Stated problem:
Copy the stretch from the line containing "the white baseboard" through the end of the records below, renaming "keypoint" to "marker" and changing nothing else. Leave the pictures out.

**** Recorded information ****

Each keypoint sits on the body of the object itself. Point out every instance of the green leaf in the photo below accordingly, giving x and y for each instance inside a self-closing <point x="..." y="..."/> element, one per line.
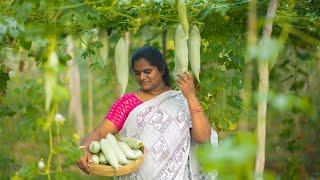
<point x="4" y="78"/>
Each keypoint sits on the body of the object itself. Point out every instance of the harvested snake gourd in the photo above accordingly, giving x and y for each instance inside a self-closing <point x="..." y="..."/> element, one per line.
<point x="95" y="159"/>
<point x="181" y="51"/>
<point x="94" y="147"/>
<point x="194" y="50"/>
<point x="102" y="158"/>
<point x="182" y="13"/>
<point x="109" y="153"/>
<point x="122" y="64"/>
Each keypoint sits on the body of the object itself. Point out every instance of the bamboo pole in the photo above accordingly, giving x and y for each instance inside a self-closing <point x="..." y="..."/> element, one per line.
<point x="247" y="90"/>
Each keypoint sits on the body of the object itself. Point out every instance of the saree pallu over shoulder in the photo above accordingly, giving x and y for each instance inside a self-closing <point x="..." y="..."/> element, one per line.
<point x="163" y="124"/>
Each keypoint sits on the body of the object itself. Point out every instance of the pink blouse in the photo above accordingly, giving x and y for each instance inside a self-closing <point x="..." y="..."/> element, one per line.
<point x="120" y="109"/>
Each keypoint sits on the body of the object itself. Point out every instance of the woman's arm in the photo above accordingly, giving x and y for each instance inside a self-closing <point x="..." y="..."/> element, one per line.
<point x="201" y="128"/>
<point x="98" y="133"/>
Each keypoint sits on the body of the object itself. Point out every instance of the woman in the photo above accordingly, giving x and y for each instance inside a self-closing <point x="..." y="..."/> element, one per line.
<point x="164" y="119"/>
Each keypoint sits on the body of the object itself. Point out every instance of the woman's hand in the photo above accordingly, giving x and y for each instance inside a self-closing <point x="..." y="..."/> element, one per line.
<point x="83" y="162"/>
<point x="186" y="85"/>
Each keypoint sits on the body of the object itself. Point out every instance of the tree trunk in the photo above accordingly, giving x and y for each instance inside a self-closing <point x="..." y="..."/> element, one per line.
<point x="90" y="101"/>
<point x="247" y="90"/>
<point x="164" y="44"/>
<point x="75" y="106"/>
<point x="263" y="93"/>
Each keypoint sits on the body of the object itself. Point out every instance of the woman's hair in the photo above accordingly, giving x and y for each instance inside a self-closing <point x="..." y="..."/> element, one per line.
<point x="155" y="58"/>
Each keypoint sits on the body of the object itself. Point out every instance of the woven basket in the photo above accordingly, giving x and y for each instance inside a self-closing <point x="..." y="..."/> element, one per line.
<point x="107" y="170"/>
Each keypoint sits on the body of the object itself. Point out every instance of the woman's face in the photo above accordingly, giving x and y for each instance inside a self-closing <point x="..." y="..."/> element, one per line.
<point x="148" y="77"/>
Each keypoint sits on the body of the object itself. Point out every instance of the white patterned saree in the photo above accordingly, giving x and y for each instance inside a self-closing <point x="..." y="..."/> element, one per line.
<point x="163" y="124"/>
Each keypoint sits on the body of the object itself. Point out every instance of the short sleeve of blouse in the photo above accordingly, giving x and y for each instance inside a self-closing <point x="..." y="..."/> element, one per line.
<point x="184" y="103"/>
<point x="121" y="108"/>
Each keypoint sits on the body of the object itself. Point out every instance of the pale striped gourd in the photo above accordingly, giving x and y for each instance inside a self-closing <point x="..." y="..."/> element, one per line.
<point x="102" y="158"/>
<point x="194" y="43"/>
<point x="109" y="153"/>
<point x="127" y="150"/>
<point x="122" y="64"/>
<point x="181" y="51"/>
<point x="94" y="147"/>
<point x="182" y="13"/>
<point x="131" y="142"/>
<point x="95" y="158"/>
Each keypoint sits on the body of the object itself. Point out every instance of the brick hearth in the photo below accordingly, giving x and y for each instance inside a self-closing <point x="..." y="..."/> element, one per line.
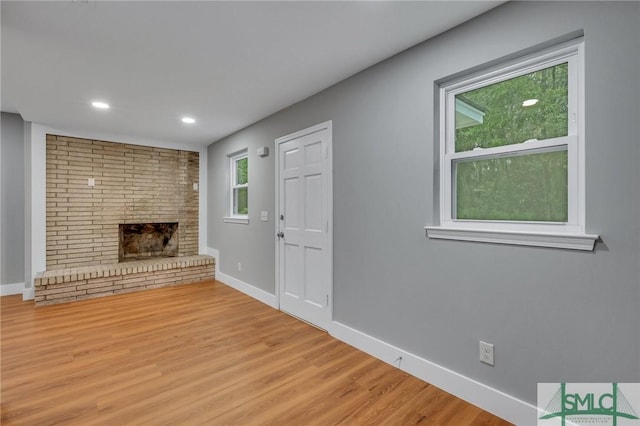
<point x="88" y="282"/>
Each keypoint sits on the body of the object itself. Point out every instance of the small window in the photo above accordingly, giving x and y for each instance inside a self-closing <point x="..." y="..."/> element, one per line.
<point x="239" y="187"/>
<point x="512" y="151"/>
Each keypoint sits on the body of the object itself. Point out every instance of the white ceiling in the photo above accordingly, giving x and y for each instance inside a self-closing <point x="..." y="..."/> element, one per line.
<point x="227" y="64"/>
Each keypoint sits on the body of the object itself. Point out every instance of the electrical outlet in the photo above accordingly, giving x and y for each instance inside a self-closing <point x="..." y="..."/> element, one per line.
<point x="486" y="353"/>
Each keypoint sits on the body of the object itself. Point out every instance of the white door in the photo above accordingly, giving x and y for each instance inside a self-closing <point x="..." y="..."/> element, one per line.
<point x="304" y="259"/>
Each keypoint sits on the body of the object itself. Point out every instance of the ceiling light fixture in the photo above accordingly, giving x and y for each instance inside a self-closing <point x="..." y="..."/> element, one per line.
<point x="100" y="105"/>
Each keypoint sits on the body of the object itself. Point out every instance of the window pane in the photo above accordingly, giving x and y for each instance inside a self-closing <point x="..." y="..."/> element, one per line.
<point x="531" y="106"/>
<point x="241" y="171"/>
<point x="530" y="187"/>
<point x="241" y="200"/>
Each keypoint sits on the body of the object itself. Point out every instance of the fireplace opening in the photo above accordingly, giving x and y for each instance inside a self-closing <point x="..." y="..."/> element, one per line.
<point x="139" y="241"/>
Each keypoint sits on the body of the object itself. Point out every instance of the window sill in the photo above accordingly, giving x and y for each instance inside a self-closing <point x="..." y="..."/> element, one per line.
<point x="536" y="239"/>
<point x="236" y="219"/>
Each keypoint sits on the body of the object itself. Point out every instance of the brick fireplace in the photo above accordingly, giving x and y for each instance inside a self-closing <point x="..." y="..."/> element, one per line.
<point x="109" y="202"/>
<point x="93" y="187"/>
<point x="140" y="241"/>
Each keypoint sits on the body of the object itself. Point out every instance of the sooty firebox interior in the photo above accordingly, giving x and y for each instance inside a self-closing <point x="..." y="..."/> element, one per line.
<point x="139" y="241"/>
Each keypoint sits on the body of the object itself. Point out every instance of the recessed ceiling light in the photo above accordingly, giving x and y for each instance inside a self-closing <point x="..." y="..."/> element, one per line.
<point x="100" y="105"/>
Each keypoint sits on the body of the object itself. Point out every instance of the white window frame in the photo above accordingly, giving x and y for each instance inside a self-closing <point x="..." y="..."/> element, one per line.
<point x="233" y="185"/>
<point x="570" y="234"/>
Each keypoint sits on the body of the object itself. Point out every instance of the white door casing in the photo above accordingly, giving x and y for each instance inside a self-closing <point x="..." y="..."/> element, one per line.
<point x="304" y="275"/>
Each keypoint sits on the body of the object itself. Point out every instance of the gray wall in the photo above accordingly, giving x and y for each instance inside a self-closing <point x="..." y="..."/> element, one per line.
<point x="12" y="167"/>
<point x="554" y="315"/>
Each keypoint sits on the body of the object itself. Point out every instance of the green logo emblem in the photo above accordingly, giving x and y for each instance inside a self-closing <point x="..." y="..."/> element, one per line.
<point x="581" y="405"/>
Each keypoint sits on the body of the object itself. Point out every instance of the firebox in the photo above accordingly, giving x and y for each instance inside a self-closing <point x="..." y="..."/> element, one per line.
<point x="140" y="241"/>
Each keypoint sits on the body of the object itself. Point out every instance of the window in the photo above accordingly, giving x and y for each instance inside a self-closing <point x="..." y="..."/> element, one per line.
<point x="512" y="153"/>
<point x="239" y="188"/>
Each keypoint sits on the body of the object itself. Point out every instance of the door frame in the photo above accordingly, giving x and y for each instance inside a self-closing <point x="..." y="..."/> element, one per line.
<point x="327" y="125"/>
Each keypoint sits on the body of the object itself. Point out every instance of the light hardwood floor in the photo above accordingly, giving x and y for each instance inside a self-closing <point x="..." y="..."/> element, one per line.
<point x="199" y="354"/>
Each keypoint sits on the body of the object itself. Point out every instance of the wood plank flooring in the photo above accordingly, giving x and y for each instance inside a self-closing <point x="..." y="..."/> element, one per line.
<point x="199" y="354"/>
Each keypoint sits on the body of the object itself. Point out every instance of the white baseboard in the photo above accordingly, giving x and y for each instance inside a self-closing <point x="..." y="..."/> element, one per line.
<point x="476" y="393"/>
<point x="11" y="289"/>
<point x="248" y="289"/>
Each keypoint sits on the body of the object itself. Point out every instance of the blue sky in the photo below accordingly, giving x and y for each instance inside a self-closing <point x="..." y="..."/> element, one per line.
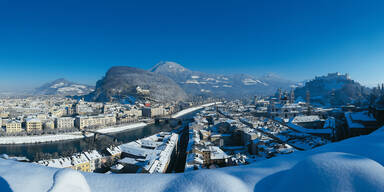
<point x="79" y="40"/>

****

Problem solution:
Each marker sits on the body of the object itself. Point out every instance of the white baseboard in the photo above accordingly, giving x and y for each instance inside a self-closing <point x="..." y="..."/> element, one per line.
<point x="476" y="393"/>
<point x="11" y="289"/>
<point x="248" y="289"/>
Each marker sits on the body of the object itself. Point out every instance of the blue sky in the photo below accordingly, giving x and y for each instance inside a self-closing <point x="..." y="..."/> element, one per line.
<point x="79" y="40"/>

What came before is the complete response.